▸ **Set task 1**
In the essay on Cervantes, condense the paragraph beginning "With the release of The Man Who Invented Fiction" into a shorter version that keeps its main facts.

Essay

How Cervantes Made His Characters Seem Real

by William Egginton

This piece originally appeared as a blog post on Arcade January 21, 2016 here

 

With the release of The Man Who Invented Fiction, I thought I would devote this post (my first in quite some time) to highlighting what I feel was the most important thing I learned about Cervantes as a writer over the last several years of researching and writing the book. As is well known, the critical tradition has generally credited Cervantes with having invented the modern novel; but for me the true force of his innovation lies not so much in a specific literary form as in the structural trope he introduced into the medium of the printed word that enabled the modern experience of character.

In the 45th stanza of the first canto of Torquato Tasso’s La Gerusalemme Liberata, published in 1581, two of Tasso’s great heroes, the knights Tancredi and Rinaldo, make their appearance:

Next comes Tancredi; and there is none among so many (except Rinaldo) either a greater swordsman, or handsomer in manners and in appearance, or of more exalted and unwavering courage. If any shadow of guilt makes less resplendent his great repute, it is only the folly of love: a love born amid arms, from a fleeting glimpse, that nurtures itself on sorrows and gathers strength.

▸ **Set task 2**
Echo the records from the line containing "Rules: pick out every instance of the white" through the end of the records, inclusive.

Rows from a pointing dataset

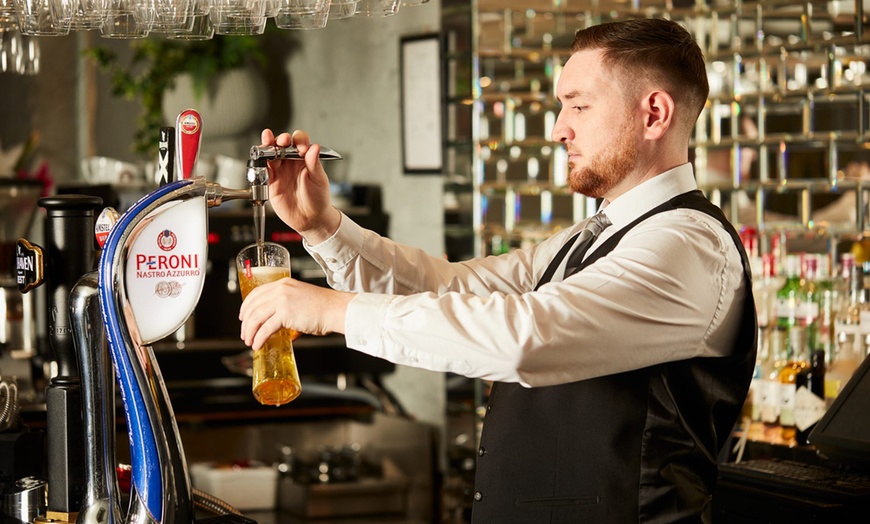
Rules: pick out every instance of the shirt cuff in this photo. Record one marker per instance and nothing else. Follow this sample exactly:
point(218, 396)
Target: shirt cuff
point(337, 251)
point(364, 321)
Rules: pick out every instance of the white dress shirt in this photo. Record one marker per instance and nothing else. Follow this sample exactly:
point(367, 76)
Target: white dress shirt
point(670, 290)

▸ **Final answer 1**
With The Man Who Invented Fiction now released, this post, the first in a long while, highlights the most important lesson about Cervantes from years of researching and writing the book. Critics have usually credited Cervantes with inventing the modern novel. His real innovation, though, was less a literary form than a structural trope he brought into the printed word, one that made the modern experience of character possible.

▸ **Final answer 2**
Rules: pick out every instance of the white dress shirt in this photo. Record one marker per instance and nothing else. Follow this sample exactly:
point(367, 76)
Target: white dress shirt
point(670, 290)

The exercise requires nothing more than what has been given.